> **TEXT**
## start

Re: [PATCH v3 02/21] KVM: arm64: Add stand-alone page-table walker infrastructure

Will Deacon <will@xxxxxxxxxx> · Wed, 2 Sep 2020 11:36:49 +0100

On Thu, Aug 27, 2020 at 05:27:13PM +0100, Alexandru Elisei wrote:
> It looks to me like the fact that code doesn't take into account the fact that we
> can have concatenated pages at the initial level of lookup. Am I missing
> something? Is it added in later patches and I missed it? I've commented below in a
> few places where I noticed that.

(seems like you figured some of this out in a later reply).

## end

> **MATERIAL**

## start

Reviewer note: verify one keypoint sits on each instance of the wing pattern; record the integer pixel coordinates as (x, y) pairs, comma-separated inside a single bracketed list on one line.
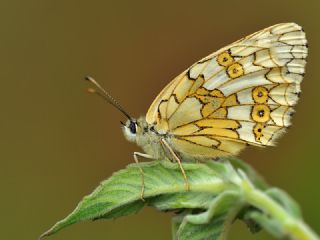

## end

> **EXERCISE BRIEF**
Extract the passage of the KVM patch reply that runs from "Re: [PATCH v3" up to and including "I noticed that.".

> **RESULT BELOW**
Re: [PATCH v3 02/21] KVM: arm64: Add stand-alone page-table walker infrastructure

Will Deacon <will@xxxxxxxxxx> · Wed, 2 Sep 2020 11:36:49 +0100

On Thu, Aug 27, 2020 at 05:27:13PM +0100, Alexandru Elisei wrote:
> It looks to me like the fact that code doesn't take into account the fact that we
> can have concatenated pages at the initial level of lookup. Am I missing
> something? Is it added in later patches and I missed it? I've commented below in a
> few places where I noticed that.